* Le texte:
=-=-=-=-=
Le Film de la semaine – Black Stone de Roh Gyeong-tae (en salles le 27/07/2016)

Posté le 25 juillet 2016 par

Alors que le cinéma indépendant coréen connaît une crise, des films arrivent à se frayer un chemin jusqu’à nos écrans. C’est le cas de Black Stone de Roh Gyeong-tae, errance sombre et mélancolique dans un monde en perdition, en salles le 27 juillet.

Black Stone nous montre les pérégrinations en Corée d’un jeune homme métis, Shon Sun, et de sa famille. Après avoir subi le pire à l’armée et avoir commis l’irréparable, le jeune homme se lance à la recherche de sa famille qui, entre temps, s’est disloquée. Il entreprend un voyage pour rejoindre son père qui est retourné dans son village après la mort de sa mère. Ce voyage est un mouvement aussi bien géographique que mental pour le héros qui est en fuite. Dans sa première partie, Black Stone a les aspects du film indépendant coréen et, malheureusement, ses tares : des plans fixes naturalistes, un montage pas très dynamique, des acteurs ternes (pour « faire réaliste » ?) et une mise en scène assez illustrative. Par exemple, pour montrer que le personnage étouffe dans son environnement et que sa vie à l’armée l’empoisonne, on nous montre Shon Sun qui s’étouffe littéralement durant un exercice militaire. La mise en scène vient doubler un propos énoncé. Mais le développement du film et la violence des situations viennent peu à peu troubler ce système qui semblait bien trop conforme pour un propos aussi véhément. Le film évolue après cette première partie trompeuse et prend rapidement une ampleur onirique que ne laissait pas présager cette introduction naturaliste.
=-=-=-=-=
* Lignes fournies:
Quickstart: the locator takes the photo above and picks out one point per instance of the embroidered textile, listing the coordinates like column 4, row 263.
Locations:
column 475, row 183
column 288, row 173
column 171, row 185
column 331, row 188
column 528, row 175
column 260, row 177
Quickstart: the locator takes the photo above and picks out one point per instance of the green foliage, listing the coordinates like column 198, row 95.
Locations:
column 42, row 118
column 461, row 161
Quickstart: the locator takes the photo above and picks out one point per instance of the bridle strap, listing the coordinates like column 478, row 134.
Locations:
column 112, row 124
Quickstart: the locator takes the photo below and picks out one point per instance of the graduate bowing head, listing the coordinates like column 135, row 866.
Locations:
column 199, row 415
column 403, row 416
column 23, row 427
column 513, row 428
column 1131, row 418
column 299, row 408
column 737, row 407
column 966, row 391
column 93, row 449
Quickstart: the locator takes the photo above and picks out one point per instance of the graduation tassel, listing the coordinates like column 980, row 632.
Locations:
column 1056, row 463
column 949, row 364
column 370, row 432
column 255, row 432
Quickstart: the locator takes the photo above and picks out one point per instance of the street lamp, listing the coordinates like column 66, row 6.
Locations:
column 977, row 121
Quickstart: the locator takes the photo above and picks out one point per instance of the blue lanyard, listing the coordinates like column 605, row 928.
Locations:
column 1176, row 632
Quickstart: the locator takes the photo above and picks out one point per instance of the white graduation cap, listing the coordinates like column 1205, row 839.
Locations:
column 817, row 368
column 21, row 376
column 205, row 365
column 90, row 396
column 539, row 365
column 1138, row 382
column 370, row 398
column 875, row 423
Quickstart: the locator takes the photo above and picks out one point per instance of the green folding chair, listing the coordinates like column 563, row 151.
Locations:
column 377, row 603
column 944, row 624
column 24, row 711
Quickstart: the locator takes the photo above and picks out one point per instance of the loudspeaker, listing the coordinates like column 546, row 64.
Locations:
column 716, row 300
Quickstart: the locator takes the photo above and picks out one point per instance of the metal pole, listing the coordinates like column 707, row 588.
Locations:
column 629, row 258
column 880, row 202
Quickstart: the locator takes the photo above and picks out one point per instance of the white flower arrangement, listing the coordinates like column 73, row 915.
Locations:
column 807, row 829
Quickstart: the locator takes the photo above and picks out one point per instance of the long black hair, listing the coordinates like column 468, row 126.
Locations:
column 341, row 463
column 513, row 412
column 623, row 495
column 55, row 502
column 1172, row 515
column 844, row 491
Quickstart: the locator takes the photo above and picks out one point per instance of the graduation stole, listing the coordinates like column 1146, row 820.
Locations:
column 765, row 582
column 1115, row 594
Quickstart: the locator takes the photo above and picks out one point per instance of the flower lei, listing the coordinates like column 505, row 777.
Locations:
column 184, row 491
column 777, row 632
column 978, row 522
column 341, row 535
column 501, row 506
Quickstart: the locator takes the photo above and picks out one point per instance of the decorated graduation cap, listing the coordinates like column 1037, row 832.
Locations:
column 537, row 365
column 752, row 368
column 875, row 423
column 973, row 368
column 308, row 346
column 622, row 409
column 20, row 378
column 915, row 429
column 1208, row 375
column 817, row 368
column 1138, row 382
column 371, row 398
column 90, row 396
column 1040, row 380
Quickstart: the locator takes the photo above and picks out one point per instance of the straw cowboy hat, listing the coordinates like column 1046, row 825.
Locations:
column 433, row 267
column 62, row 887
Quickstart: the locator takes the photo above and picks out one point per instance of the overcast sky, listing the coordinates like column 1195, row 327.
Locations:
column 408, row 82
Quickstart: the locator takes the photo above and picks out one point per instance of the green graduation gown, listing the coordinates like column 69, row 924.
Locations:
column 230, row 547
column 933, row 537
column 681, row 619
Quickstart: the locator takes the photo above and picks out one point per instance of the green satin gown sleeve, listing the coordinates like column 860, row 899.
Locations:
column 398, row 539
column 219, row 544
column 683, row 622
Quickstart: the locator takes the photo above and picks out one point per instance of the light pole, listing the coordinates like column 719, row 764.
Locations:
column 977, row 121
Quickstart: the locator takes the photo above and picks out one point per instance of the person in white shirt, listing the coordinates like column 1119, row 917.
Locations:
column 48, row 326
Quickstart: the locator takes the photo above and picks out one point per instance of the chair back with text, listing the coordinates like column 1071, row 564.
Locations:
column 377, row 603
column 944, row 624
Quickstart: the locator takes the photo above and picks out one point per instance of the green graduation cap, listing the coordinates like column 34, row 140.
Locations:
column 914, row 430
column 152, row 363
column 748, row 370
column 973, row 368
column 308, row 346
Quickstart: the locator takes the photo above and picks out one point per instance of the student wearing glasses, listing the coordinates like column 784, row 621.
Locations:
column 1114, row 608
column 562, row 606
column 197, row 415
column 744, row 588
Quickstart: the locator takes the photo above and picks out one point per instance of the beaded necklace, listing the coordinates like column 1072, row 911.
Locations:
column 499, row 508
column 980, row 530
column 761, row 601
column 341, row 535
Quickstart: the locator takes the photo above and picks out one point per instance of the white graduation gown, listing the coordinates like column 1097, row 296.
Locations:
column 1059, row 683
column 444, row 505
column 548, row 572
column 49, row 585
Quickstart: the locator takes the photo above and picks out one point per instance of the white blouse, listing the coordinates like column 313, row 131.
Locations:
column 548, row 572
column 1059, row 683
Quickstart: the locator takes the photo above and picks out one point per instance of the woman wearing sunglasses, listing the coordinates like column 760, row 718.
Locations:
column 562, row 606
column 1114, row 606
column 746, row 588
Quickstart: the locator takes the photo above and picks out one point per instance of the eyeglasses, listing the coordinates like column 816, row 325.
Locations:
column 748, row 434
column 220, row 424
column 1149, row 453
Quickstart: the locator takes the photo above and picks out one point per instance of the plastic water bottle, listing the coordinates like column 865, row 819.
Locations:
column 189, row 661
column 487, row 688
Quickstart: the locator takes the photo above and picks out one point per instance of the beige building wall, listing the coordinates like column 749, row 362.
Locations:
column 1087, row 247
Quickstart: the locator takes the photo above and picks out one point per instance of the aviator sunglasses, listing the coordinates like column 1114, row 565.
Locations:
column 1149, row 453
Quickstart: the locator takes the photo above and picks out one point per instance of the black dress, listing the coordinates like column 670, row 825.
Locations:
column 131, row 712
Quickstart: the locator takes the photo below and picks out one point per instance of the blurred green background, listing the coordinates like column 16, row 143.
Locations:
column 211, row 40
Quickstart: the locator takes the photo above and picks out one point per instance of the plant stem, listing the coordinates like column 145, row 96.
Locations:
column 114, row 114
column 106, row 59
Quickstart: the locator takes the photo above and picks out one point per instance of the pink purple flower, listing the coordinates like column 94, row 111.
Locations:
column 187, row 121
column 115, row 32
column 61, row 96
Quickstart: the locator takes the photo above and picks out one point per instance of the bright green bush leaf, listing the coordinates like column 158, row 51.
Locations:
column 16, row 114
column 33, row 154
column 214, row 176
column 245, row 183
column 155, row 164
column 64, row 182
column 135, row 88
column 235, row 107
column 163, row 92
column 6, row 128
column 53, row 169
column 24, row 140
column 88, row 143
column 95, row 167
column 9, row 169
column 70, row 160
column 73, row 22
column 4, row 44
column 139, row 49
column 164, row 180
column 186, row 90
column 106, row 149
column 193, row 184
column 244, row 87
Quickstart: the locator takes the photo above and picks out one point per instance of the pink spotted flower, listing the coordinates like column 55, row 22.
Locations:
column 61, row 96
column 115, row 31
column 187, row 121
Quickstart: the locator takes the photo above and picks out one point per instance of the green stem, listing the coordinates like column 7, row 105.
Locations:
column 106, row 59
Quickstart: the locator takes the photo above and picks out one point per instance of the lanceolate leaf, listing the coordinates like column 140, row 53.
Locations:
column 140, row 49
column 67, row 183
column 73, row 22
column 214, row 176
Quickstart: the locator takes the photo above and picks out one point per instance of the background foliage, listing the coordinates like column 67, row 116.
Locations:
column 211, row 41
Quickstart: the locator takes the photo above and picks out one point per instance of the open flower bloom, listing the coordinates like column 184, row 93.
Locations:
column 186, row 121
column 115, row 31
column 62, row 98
=-=-=-=-=
* Questions à traiter:
1 - Répondez à ces questions à l'aide de la critique de Black Stone :
(a) À quelle date le film sort-il en salles ?
(b) Où le père de Shon Sun est-il retourné après la mort de la mère ?
(c) Pendant quelle activité Shon Sun s'étouffe-t-il littéralement ?
2 - Écrivez la suite de la critique de Black Stone, s'il vous plaît, en partant de sa dernière phrase.

* Réponses rédigées:
1 -
(a) Le 27 juillet 2016.
(b) Dans son village.
(c) Durant un exercice militaire.

2 -
black stone

Roh Gyeong-tae nous montre l’errance d’un jeune homme au-delà de toutes considérations morales dans un monde où il n’a plus sa place. Shon Sun et sa famille sont corrompus et oppressés par un système archaïque : la société coréenne. Le cinéaste justifie des scènes violentes ou des situations extrêmes comme l’utilisation de la séropositivité comme une arme de vengeance par la violence politique et sociale de la Corée du Sud. Il parvient à capter une sorte de spleen urbain qui n’est pas sans rappeler le cinéma de Kim Kyung-mook ou de Kim So-yong qui sont de la même génération. Il y a cette volonté de montrer la ville comme un lieu de solitude extrême où les rues et les couloirs vides ne font que résonner avec le vide intérieur du personnage. Le personnage n’est plus confronté qu’à lui-même, et devant l’obscure impasse de son avenir en Corée, décide de fuir pour retrouver sa famille, son identité, sa place.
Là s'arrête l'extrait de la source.